Exercise objective: Copy the lines below word for word, leaving out the pictures.

Records for this exercise:

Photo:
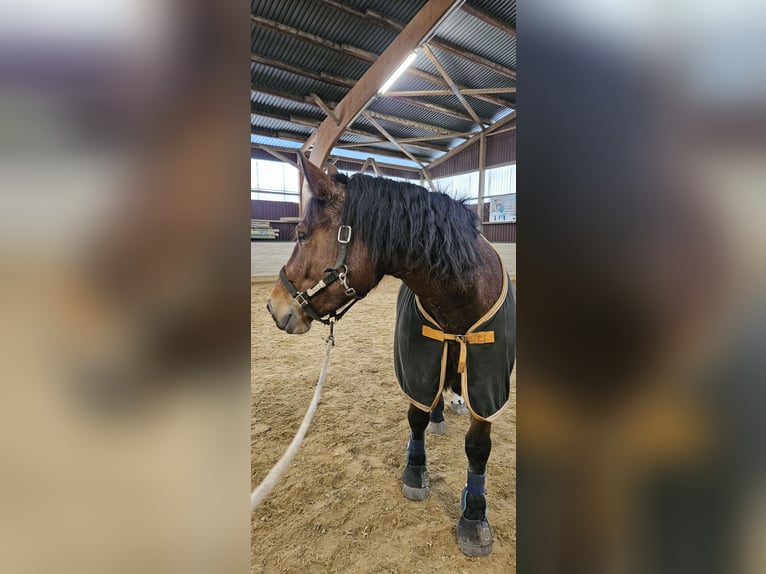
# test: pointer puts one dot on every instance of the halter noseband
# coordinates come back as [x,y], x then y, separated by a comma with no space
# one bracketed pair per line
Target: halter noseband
[338,272]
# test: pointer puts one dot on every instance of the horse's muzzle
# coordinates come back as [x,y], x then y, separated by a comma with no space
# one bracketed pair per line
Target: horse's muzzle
[288,317]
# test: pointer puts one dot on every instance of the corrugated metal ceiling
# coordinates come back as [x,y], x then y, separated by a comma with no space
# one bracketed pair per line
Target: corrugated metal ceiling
[279,94]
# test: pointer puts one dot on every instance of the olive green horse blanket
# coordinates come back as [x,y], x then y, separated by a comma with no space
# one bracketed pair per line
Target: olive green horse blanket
[487,354]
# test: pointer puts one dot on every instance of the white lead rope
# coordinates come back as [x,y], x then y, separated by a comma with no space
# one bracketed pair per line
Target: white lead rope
[268,483]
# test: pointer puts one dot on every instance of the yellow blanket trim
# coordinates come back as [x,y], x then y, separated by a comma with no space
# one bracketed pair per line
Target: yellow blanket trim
[478,338]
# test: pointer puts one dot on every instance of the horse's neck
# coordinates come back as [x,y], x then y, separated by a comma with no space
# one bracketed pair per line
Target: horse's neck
[457,308]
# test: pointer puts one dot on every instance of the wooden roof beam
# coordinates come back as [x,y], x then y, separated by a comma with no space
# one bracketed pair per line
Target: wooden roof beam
[431,106]
[453,86]
[464,91]
[473,58]
[437,81]
[414,124]
[489,19]
[363,91]
[315,123]
[397,27]
[347,49]
[314,75]
[381,164]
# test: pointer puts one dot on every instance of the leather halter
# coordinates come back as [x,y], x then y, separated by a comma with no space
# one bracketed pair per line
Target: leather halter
[338,272]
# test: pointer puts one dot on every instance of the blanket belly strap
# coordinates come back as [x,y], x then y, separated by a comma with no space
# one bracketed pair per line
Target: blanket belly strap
[478,338]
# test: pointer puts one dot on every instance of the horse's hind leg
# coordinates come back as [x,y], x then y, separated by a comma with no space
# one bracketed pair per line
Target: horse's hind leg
[415,483]
[474,535]
[436,418]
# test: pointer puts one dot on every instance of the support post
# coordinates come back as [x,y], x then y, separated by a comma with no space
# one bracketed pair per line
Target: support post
[482,166]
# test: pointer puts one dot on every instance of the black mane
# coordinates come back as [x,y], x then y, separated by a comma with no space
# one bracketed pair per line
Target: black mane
[406,226]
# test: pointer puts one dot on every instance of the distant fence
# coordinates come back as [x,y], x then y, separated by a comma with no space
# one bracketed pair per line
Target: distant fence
[273,211]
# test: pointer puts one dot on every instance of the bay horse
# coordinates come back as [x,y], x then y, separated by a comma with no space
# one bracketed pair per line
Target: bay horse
[455,311]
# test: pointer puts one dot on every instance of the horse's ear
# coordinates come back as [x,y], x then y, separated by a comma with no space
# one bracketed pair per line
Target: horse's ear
[319,183]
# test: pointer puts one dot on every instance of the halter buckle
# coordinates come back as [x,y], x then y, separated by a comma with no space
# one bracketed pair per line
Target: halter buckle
[344,236]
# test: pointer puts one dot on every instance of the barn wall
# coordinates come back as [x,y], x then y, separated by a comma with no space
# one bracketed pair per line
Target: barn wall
[257,153]
[273,211]
[501,150]
[500,232]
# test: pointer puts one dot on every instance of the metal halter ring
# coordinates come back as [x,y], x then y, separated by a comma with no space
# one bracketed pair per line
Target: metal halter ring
[343,278]
[347,237]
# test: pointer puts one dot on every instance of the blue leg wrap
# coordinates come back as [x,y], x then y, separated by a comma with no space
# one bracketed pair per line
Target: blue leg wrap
[416,448]
[474,486]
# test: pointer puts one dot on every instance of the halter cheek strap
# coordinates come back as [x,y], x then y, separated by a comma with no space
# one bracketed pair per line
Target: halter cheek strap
[338,272]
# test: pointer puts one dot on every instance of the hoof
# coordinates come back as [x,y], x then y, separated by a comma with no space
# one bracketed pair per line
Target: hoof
[458,408]
[415,482]
[474,537]
[437,428]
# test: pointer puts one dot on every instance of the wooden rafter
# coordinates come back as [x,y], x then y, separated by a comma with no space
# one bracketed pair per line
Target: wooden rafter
[315,123]
[413,124]
[431,106]
[366,56]
[280,156]
[489,19]
[392,139]
[464,91]
[453,86]
[324,107]
[473,58]
[337,158]
[395,26]
[314,75]
[301,138]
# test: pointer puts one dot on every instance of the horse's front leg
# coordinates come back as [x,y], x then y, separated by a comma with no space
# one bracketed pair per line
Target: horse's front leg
[474,534]
[415,483]
[436,418]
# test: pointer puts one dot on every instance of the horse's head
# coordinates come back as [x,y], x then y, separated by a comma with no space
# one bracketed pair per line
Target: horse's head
[327,251]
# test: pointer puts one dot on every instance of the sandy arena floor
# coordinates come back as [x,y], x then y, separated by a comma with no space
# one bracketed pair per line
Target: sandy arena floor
[339,506]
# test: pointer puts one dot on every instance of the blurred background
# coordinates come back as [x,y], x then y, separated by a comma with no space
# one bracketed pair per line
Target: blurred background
[124,167]
[642,319]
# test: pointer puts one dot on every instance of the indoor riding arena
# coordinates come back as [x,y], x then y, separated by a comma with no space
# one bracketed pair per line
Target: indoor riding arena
[421,92]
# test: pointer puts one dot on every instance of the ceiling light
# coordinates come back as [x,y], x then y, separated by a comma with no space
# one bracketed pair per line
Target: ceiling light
[399,71]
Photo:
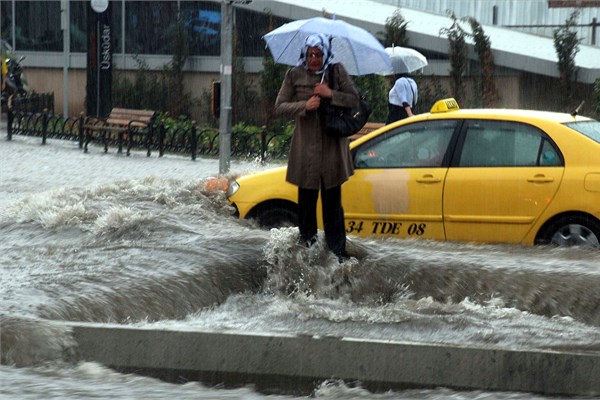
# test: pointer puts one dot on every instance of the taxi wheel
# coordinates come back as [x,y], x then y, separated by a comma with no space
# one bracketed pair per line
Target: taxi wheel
[275,216]
[572,230]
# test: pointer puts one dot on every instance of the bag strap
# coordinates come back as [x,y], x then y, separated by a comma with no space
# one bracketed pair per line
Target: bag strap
[331,78]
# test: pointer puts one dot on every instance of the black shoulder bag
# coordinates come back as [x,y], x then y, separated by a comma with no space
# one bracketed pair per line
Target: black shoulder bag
[343,121]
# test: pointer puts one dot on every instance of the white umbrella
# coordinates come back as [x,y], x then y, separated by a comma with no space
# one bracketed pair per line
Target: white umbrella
[405,60]
[356,48]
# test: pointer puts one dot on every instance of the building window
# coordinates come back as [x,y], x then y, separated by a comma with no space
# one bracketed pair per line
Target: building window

Solution to this problem:
Photo:
# test: pointer puts one dot on every instance of the halter noseband
# coordinates come back as [x,y], x then y, separated by a comma with no space
# one bracketed pair per line
Target: halter noseband
[338,272]
# test: pointer puts one dot on every instance of the horse's muzzle
# coordinates come back as [x,y], x then y, separated by a comma with no space
# one bracketed pair per line
Target: horse's muzzle
[288,317]
# test: pointer puts one dot on every instance of the corrugated metal ceiling
# coordinates come back as [x,y], x then y, separated by a comma with no space
# one bracketed pair per line
Target: corrugated metal ceiling
[279,94]
# test: pointer puts one dot on every instance of the olive green horse blanket
# coordinates come back as [x,y], x then y, separated by a comma with no space
# one bracketed pair per line
Target: olive green horse blanket
[487,354]
# test: pointer puts one dot on every instance of the white lead rope
# coordinates come back as [x,y], x then y, separated by a comma with no space
# one bracketed pair per line
Target: white lead rope
[268,483]
# test: pointer puts one dot on every instance of the yellow blanket trim
# coordinates come back as [x,y], x then y, separated by a comma with no space
# one bracketed pair per line
Target: yellow blanket trim
[478,338]
# test: pointer puts one dot on every instance of the horse's neck
# coordinates come back as [x,y], x then y, separated by a comma with no space
# one bracketed pair per line
Target: horse's neck
[457,308]
# test: pointer puts one dot on every instance of the wooden roof beam
# coordinates come back as [x,y], x then y, separated by a comma with no space
# one bracketed pair per line
Target: wooden roof beam
[431,106]
[453,86]
[464,91]
[473,58]
[437,81]
[414,124]
[489,19]
[363,91]
[315,123]
[397,27]
[347,49]
[314,75]
[381,164]
# test: pointer puts one dot on every instance of the leather halter
# coordinates come back as [x,y], x then y, separated by a comma with no space
# one bracketed pair per line
Target: leather halter
[338,272]
# test: pointer puts one dot on every instance of the blanket belly strap
# coordinates come back as [x,y], x then y, separated by a comma with no space
# one bracketed pair per line
Target: blanket belly strap
[478,338]
# test: pointer puts one dot on every instance of the horse's hind leg
# coordinates come back as [x,y], x then y, separated by a comma with no space
# one bracketed pair per line
Target: horse's hind leg
[415,483]
[474,535]
[436,418]
# test: pointer puts one dot on every instance of the support post
# coordinates come back as [x,y], x then y, separated by a comma with no space
# one bracketed pair per line
Target: support post
[482,166]
# test: pointer puts one dot on every instance of the black mane
# coordinates come back as [x,y], x then y, separated by a comma with no space
# one bracketed pair per line
Target: black mane
[406,226]
# test: pointer puts one dot on every instance of the distant fence
# coordinates come back as [x,y], x then y, separated by a comma with no space
# one bracketed pair per line
Target: distant fence
[273,211]
# test: pointer puts one dot on every instance of the bay horse
# coordinates come back as [x,y], x then y, separated by a comma with no space
# one bracketed pair per line
Target: bay horse
[455,311]
# test: pointer puts one dot on every instance of the horse's ear
# coordinates come back as [x,y], x then y, separated by a comma with no space
# one bracketed pair per line
Target: horse's ear
[319,183]
# test: pointer puts one dot on every instance of the halter buckle
# coordinates come back as [x,y], x then y, separated by a comma with no space
# one bracketed pair per line
Target: halter buckle
[344,236]
# test: pointer puts one dot on every instance of the barn wall
# coordinates come back as [x,y], x then y, separated by a comma with no space
# one bracketed pair per line
Target: barn wall
[257,153]
[273,211]
[501,150]
[500,232]
# test: pointer puts one dot on every instance of the metal halter ring
# coordinates come back as [x,y], x then y, separated by a comma with no space
# one bracketed pair per line
Target: metal halter ring
[343,278]
[347,237]
# test: pointer puts one dot on every instance of the blue leg wrap
# coordinates come back as [x,y], x then y, separated by a comma with no space
# one bracketed pair per line
Target: blue leg wrap
[416,448]
[474,486]
# test: pointer puts one dot on every instance of the halter cheek strap
# coordinates come back as [x,y], x then y, separated by a comma with no space
# one bracketed pair per line
Target: halter cheek strap
[338,272]
# test: pointer puts one dot on every instance of the hoof
# coordinates come back as [x,y], x then y, separated by a comma with no space
# one bracketed pair per line
Target: hoof
[458,408]
[415,482]
[474,537]
[437,428]
# test: pointer puts one dot on every instance of the wooden rafter
# coordinates come back as [x,y], x then y, separated by a comma with no space
# one bracketed pair per line
Target: wooden rafter
[315,123]
[413,124]
[431,106]
[366,56]
[280,156]
[489,19]
[392,139]
[464,91]
[453,86]
[324,107]
[473,58]
[337,158]
[395,26]
[314,75]
[301,138]
# test: pointer puts one dot on every instance of the horse's front leg
# coordinates come back as [x,y], x then y, separated by a comma with no space
# one bracketed pair per line
Target: horse's front leg
[474,534]
[415,483]
[436,418]
# test: pointer puts one dot on every instance of the horse's head
# coordinates come back as [x,y], x then y, separated by a comma with no space
# one bracketed pair per line
Target: horse's head
[327,251]
# test: pointer puts one dot on every instance of the sandy arena floor
# coordinates come back as [x,y], x then y, separated by a comma with no space
# one bracketed pair per line
Target: sandy arena floor
[339,506]
# test: pointer puts one dot on every instance of the blurred background
# coordinates come back as [x,y], x then y, separated by a comma with no space
# one bracketed pair per line
Target: blurred background
[124,167]
[642,319]
# test: pointer puts one dot on every instance of the indoor riding arena
# coordinates come back as [x,y], x then y, separated by a comma with no space
# one bracketed pair per line
Target: indoor riding arena
[421,92]
# test: pointer puts one dot on every instance of the ceiling light
# coordinates come back as [x,y], x then y, separated by a comma with no space
# one bracketed pair per line
Target: ceiling light
[399,71]
Photo:
# test: pointer puts one dot on every instance of the taxi wheel
# coordinates come back as [x,y], x then y, separated by a comma with no space
# one bracketed pair per line
Target: taxi wheel
[275,216]
[572,230]
# test: pointer puts one dot on every instance of the bag strap
# coordinates come back as [x,y], x then y, separated by a comma with no space
# one bracketed pair per line
Target: bag strap
[331,78]
# test: pointer puts one dot on every instance of the black shoulder bag
# coordinates come back as [x,y], x then y, separated by a comma with no space
# one bracketed pair per line
Target: black shoulder bag
[343,121]
# test: pointer puts one dot on every instance of the white umbrella
# coordinates come back as [x,y], x then y, separated by a comma with no space
# one bracketed pair per line
Target: white umbrella
[405,60]
[356,48]
# test: pointer puts one dot on every instance of the building window
# coordinates come back as [x,y], x then y, separated by a comma with no space
# one bracketed pair per line
Target: building window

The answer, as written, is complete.